▶ [What the exercise asks]:
Write out all the data again, exactly.

▶ [Material for the task]:
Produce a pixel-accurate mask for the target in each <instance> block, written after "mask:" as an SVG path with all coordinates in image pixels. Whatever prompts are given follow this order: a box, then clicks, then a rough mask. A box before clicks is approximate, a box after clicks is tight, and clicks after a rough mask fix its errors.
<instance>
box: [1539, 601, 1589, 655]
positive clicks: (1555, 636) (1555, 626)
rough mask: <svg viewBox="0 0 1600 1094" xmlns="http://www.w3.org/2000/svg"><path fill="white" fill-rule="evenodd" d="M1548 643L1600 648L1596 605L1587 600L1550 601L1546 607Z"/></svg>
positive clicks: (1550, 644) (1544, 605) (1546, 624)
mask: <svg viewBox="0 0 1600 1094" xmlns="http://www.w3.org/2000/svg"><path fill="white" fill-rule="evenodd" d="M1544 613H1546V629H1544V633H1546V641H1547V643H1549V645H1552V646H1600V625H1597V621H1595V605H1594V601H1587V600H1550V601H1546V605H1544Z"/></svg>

▶ [Solved exercise]:
Produce a pixel-accurate mask for the target in each <instance> block, written after "mask:" as an SVG path with all coordinates in image pixels. Whatever prompts are given follow this order: a box, then clicks, then a rough mask. A box before clicks is approximate, a box after clicks is tight, and clicks after a rough mask fix its errors.
<instance>
box: [1539, 601, 1589, 655]
positive clicks: (1555, 636) (1555, 626)
rough mask: <svg viewBox="0 0 1600 1094" xmlns="http://www.w3.org/2000/svg"><path fill="white" fill-rule="evenodd" d="M1548 643L1600 648L1596 605L1587 600L1550 601L1546 607Z"/></svg>
positive clicks: (1550, 644) (1544, 605) (1546, 624)
mask: <svg viewBox="0 0 1600 1094" xmlns="http://www.w3.org/2000/svg"><path fill="white" fill-rule="evenodd" d="M1544 613H1546V629H1544V633H1546V641H1547V643H1549V645H1552V646H1600V625H1597V621H1595V605H1594V601H1587V600H1550V601H1546V605H1544Z"/></svg>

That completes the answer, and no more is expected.